# Thread: help me solve this

1. ## help me solve this

SOLVE
(x*y^2)dx - e^(1/(x^3))dx - (x^2)*y dy = 0

2. Try $\displaystyle u(x)=y^{2}(x).$

3. Noting that $\displaystyle d\left( \dfrac{y^2}{x^2}\right) = \dfrac{2x^2dy - 2 x y^2 dx}{x^4}$ might help.

4. $\displaystyle xy^2dx-yx^2dy-e^{x^{-3}}dx=0$

Multiply the equation by 2:

$\displaystyle 2xy^2dx-2yx^2dy-2e^{x^{-3}}dx=0$

Recall that $\displaystyle d\left(\left(\dfrac{x}{y}\right)^2 \right)=d\left(\dfrac{x^2}{y^2}\right)=\dfrac{2xy^ 2dx-2yx^2dy}{y^4} \implies y^4 \, d\left(\left(\dfrac{x}{y}\right)^2 \right)=2xy^2dx-2yx^2dy$

The equation will be:

$\displaystyle y^4 \, d\left(\left(\dfrac{x}{y}\right)^2 \right) - 2 e^{x^{-3}}dx=0$

Devide by $\displaystyle x^4$

$\displaystyle \left(\left(\dfrac{x}{y}\right)^{-2}\right)^2 d\left(\left(\dfrac{x}{y}\right)^2 \right) - 2 x^{-4} e^{x^{-3}}dx = 0$

Let $\displaystyle t=\left(\dfrac{x}{y}\right)^2$

The equation will be:

$\displaystyle \dfrac{1}{t^2} dt - 2 x^{-4} e^{x^{-3}}dx=0$

Now, Integrate.
- - - - - - -
STATED TASK A>
Copy the text of the differential equation thread between "Devide by $\displaystyle" and "Now, Integrate.", inclusive.
STATED TASK B>
Repeat, word for word, the lines of the listing between the lines holding "Please find swim" and "[759,287,785,306]", inclusive.

RECORDS TO PROCESS>
- - - - - - -
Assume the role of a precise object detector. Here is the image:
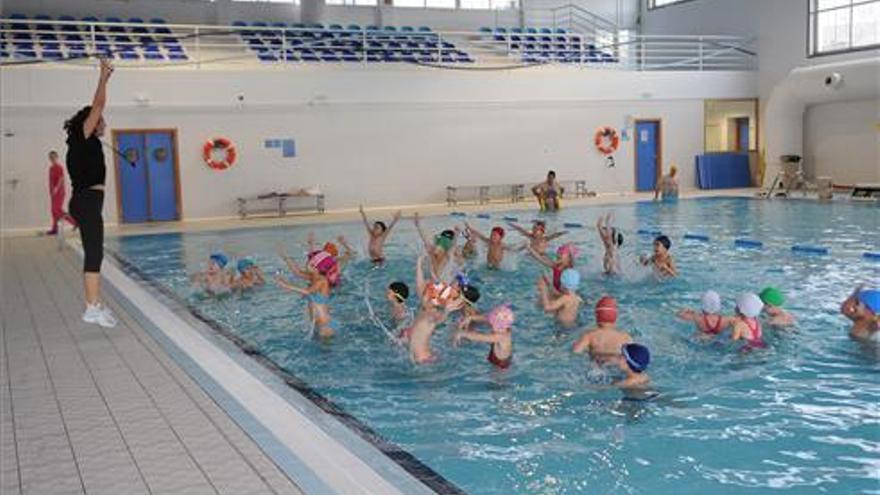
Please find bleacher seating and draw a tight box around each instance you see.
- - - - - - -
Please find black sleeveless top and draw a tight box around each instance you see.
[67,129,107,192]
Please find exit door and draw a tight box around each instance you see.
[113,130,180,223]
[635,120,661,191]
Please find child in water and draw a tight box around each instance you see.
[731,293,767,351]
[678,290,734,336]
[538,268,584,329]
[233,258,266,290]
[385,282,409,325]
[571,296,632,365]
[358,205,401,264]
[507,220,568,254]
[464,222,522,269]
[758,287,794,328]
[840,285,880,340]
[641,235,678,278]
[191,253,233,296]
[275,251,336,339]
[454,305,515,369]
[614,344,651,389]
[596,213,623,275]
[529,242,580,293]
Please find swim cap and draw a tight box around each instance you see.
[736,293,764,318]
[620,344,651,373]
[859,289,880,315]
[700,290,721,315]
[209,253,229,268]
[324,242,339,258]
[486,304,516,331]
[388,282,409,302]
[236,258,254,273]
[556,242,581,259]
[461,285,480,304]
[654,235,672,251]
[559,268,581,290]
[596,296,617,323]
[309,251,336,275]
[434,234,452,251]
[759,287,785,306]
- - - - - - -
RESPONSE A>
Devide by $\displaystyle x^4$

$\displaystyle \left(\left(\dfrac{x}{y}\right)^{-2}\right)^2 d\left(\left(\dfrac{x}{y}\right)^2 \right) - 2 x^{-4} e^{x^{-3}}dx = 0$

Let $\displaystyle t=\left(\dfrac{x}{y}\right)^2$

The equation will be:

$\displaystyle \dfrac{1}{t^2} dt - 2 x^{-4} e^{x^{-3}}dx=0$

Now, Integrate.

RESPONSE B>
Please find swim cap and draw a tight box around each instance you see.
[736,293,764,318]
[620,344,651,373]
[859,289,880,315]
[700,290,721,315]
[209,253,229,268]
[324,242,339,258]
[486,304,516,331]
[388,282,409,302]
[236,258,254,273]
[556,242,581,259]
[461,285,480,304]
[654,235,672,251]
[559,268,581,290]
[596,296,617,323]
[309,251,336,275]
[434,234,452,251]
[759,287,785,306]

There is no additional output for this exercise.